• Data supplied:
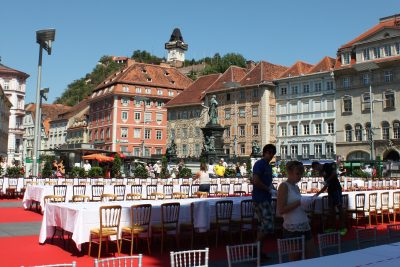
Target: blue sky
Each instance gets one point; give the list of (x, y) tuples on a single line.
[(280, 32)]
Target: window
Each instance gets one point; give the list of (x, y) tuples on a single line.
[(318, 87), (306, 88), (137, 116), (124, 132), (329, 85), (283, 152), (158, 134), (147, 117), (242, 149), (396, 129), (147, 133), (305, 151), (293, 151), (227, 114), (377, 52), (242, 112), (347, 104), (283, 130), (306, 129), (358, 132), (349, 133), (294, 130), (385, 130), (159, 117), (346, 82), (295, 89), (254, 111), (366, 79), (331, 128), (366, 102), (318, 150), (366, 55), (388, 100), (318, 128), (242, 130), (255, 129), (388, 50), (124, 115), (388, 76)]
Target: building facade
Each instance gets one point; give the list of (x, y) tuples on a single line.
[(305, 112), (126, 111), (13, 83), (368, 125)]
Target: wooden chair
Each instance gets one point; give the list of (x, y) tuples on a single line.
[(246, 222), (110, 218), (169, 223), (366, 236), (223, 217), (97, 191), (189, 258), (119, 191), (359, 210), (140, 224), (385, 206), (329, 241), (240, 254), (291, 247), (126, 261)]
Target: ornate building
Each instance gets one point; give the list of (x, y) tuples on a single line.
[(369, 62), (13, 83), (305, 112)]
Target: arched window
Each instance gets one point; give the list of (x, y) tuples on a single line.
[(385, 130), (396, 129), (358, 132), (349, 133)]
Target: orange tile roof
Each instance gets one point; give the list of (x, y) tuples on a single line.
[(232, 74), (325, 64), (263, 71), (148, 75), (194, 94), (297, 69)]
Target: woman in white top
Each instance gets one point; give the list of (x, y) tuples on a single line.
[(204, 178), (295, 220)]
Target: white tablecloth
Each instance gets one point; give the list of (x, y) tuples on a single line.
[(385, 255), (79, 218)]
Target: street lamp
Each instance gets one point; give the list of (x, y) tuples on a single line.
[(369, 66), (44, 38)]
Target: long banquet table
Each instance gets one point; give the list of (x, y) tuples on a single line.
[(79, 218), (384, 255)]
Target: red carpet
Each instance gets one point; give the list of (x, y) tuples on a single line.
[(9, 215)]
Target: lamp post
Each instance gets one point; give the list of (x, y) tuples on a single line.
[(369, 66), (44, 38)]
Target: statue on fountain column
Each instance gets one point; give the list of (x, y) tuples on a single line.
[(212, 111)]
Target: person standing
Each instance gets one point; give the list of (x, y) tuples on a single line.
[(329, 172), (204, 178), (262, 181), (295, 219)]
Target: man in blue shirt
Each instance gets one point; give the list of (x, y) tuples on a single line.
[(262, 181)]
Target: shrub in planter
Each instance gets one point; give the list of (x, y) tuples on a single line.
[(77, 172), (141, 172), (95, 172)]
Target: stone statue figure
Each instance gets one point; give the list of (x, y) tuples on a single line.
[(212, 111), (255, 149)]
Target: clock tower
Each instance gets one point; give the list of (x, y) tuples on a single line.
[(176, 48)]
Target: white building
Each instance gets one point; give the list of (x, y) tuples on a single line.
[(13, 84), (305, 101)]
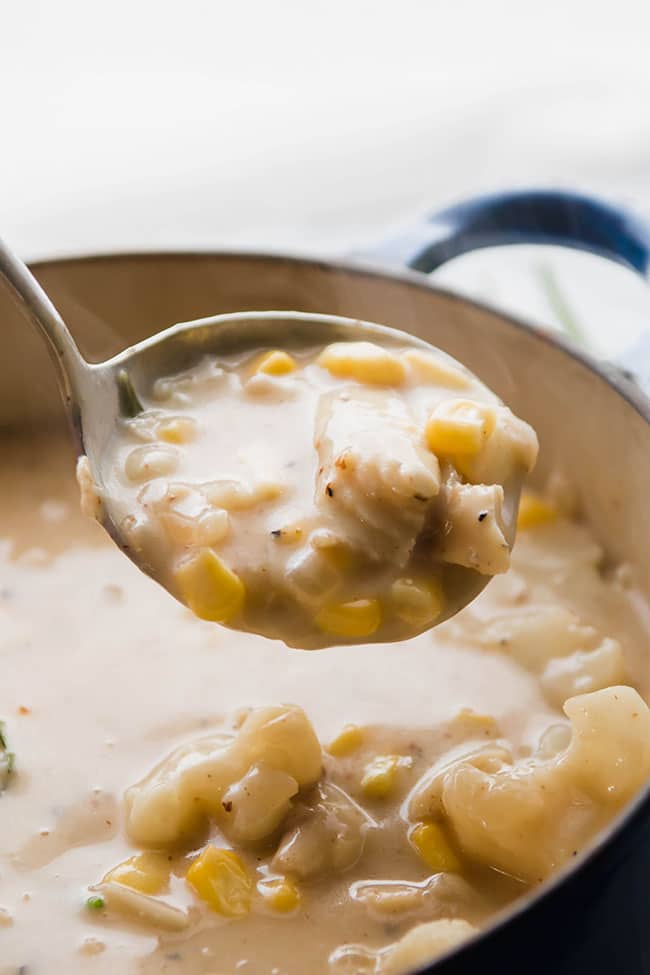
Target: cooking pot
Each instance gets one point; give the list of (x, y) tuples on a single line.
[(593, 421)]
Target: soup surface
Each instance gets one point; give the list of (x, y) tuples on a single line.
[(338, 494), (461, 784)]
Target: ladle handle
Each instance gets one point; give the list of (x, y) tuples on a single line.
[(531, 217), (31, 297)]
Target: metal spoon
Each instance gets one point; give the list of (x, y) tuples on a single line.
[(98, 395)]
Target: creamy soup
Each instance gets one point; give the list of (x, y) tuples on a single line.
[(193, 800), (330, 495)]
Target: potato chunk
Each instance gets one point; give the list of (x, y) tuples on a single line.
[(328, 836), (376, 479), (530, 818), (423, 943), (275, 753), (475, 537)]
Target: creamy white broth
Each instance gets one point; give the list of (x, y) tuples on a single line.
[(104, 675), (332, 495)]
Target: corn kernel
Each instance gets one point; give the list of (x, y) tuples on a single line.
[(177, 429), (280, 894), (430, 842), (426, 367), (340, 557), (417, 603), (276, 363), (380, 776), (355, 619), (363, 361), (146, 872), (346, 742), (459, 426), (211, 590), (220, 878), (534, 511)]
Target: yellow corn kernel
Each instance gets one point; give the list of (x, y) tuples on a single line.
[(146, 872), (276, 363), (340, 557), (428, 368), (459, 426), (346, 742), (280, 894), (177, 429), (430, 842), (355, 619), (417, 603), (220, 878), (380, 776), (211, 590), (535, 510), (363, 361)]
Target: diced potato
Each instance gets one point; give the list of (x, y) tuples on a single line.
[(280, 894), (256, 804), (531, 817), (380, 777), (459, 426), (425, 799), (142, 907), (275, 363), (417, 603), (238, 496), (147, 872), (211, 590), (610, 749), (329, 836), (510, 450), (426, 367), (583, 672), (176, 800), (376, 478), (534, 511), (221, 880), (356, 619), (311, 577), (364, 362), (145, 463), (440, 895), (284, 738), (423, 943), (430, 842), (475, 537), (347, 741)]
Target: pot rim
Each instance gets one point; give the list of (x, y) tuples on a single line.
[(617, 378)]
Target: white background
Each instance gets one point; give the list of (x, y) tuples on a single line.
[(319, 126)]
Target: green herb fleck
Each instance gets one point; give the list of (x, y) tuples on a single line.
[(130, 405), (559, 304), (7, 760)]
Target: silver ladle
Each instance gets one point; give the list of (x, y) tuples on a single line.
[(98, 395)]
==
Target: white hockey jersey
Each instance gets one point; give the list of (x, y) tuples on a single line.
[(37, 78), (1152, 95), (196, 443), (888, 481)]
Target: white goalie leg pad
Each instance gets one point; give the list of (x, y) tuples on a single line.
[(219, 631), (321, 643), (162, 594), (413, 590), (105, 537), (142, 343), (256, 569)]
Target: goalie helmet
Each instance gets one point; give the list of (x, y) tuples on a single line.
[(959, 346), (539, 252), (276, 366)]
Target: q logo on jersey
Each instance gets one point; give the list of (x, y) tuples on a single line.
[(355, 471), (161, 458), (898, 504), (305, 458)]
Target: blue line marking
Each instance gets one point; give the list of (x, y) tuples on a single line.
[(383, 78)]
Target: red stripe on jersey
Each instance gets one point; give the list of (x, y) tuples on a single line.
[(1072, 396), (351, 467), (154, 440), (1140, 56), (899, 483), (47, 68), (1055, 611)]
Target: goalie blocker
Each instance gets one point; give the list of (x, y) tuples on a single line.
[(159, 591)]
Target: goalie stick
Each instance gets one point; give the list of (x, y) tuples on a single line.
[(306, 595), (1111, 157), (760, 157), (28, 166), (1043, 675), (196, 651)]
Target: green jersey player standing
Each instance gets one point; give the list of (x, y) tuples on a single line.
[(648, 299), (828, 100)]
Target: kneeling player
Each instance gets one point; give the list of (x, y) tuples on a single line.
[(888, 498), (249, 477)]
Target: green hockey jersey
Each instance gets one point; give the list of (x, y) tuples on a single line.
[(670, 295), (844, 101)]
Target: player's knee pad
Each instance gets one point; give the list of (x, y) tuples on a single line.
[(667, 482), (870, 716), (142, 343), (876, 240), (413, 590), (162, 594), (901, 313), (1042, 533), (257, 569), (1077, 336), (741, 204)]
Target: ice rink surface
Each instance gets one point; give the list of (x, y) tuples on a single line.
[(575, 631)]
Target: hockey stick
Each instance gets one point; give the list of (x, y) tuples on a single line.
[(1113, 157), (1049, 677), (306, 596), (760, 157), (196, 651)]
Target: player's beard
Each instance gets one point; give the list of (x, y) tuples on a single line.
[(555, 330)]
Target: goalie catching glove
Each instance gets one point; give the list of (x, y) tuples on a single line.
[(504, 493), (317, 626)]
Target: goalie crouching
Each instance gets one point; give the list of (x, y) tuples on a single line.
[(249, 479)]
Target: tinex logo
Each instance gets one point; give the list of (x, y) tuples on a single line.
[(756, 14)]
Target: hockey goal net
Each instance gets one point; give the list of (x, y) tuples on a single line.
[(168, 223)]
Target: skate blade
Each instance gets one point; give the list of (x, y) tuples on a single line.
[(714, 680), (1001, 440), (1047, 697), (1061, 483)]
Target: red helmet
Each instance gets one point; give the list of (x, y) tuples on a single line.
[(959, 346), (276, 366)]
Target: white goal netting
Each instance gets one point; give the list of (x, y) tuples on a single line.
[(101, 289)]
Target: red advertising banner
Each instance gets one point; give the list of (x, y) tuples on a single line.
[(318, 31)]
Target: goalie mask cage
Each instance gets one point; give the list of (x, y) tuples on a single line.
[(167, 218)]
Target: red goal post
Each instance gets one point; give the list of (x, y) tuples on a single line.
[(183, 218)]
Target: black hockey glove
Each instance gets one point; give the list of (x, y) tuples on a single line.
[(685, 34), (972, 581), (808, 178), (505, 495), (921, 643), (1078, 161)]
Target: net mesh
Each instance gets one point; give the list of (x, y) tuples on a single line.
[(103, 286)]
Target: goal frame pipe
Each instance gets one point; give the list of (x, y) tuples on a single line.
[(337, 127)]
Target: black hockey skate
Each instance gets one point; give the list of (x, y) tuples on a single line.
---
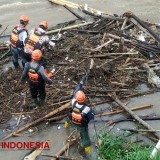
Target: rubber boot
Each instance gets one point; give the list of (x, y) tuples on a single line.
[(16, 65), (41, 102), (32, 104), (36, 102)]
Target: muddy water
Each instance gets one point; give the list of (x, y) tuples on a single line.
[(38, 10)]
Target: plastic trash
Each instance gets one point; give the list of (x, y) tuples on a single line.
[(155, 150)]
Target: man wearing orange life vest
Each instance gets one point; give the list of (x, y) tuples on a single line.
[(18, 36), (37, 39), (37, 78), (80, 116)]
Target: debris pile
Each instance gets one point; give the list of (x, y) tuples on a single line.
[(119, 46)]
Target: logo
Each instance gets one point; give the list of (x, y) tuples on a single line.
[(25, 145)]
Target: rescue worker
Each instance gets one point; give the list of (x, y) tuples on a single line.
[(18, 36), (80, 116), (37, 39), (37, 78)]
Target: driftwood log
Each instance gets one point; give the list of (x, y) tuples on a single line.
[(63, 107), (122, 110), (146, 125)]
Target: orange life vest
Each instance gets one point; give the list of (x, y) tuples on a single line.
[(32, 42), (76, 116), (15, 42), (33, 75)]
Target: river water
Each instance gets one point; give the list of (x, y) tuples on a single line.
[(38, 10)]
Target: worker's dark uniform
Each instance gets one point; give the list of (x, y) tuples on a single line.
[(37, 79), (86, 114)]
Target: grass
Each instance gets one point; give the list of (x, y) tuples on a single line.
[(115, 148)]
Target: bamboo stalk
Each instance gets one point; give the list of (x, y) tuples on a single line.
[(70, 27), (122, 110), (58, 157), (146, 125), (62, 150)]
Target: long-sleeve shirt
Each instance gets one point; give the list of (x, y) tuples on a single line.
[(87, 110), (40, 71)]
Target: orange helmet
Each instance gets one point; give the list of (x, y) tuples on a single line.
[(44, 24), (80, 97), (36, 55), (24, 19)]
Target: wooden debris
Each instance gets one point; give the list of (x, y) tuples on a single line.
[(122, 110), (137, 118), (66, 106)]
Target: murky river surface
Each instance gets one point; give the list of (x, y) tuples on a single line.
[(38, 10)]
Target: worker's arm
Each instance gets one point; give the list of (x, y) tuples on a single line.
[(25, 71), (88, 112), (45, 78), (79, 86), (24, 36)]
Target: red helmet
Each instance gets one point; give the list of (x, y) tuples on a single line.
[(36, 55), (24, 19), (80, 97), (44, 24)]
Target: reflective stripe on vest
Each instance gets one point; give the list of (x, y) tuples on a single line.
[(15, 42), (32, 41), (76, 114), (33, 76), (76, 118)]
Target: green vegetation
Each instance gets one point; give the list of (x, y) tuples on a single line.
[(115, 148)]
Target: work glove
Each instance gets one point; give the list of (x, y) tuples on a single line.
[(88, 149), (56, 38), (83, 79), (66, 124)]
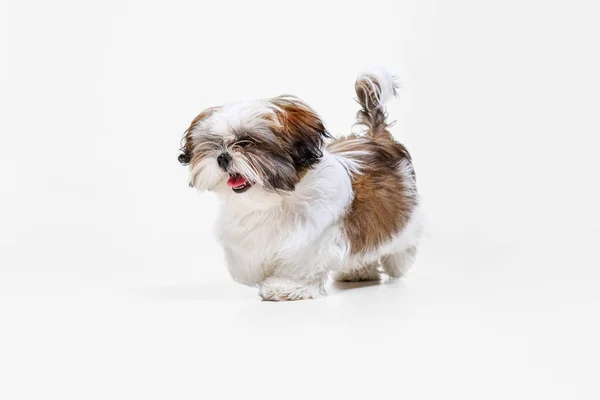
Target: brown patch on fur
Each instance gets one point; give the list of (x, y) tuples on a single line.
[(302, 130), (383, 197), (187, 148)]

• What is being asked: Copy everything from the line containing "Target: corn kernel" down to the line containing "[(617, 378)]", both of those lines included, without changing anything.

• Complete response:
Target: corn kernel
Each instance gets one point; give the list of (x, y) tuples on a single line.
[(177, 429), (280, 894), (430, 842), (426, 367), (340, 557), (417, 603), (276, 363), (380, 776), (355, 619), (363, 361), (146, 872), (346, 742), (459, 426), (211, 590), (220, 878), (534, 511)]
Target: yellow corn kernel
Each instance gets one point; give the list of (x, y) tuples on a single line.
[(146, 872), (276, 363), (340, 557), (428, 368), (459, 426), (346, 742), (280, 894), (177, 429), (430, 842), (355, 619), (417, 603), (220, 878), (380, 776), (211, 590), (535, 510), (363, 361)]
Target: diced potato
Each instance gets one point; give the list of (x, y) tuples on a single line.
[(280, 894), (256, 804), (531, 817), (380, 777), (459, 426), (425, 799), (142, 907), (275, 363), (417, 603), (238, 496), (147, 872), (211, 590), (610, 749), (329, 836), (510, 450), (426, 367), (583, 672), (176, 800), (376, 478), (534, 511), (221, 880), (356, 619), (311, 577), (364, 362), (145, 463), (440, 895), (284, 738), (423, 943), (430, 842), (475, 537), (347, 741)]
Target: pot rim
Each instance gets one point; give the list of (x, y) tuples on a single line.
[(617, 378)]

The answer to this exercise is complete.